- Opening Delimiter -

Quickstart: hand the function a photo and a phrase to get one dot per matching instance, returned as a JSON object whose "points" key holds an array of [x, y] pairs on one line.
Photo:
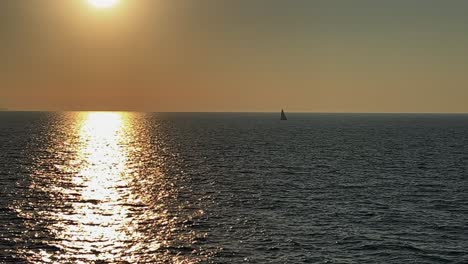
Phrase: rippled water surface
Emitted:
{"points": [[232, 188]]}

- Closing Delimiter -

# PROBLEM
Output the full set of records above without changing a word, and drop the images.

# ANSWER AREA
Quickstart: hand the function a photo and a phrase to get one dot per matching instance, returned as a JSON object whose "points" key holds an array of [x, y] pairs on one line.
Photo:
Phrase: rippled water surface
Emitted:
{"points": [[232, 188]]}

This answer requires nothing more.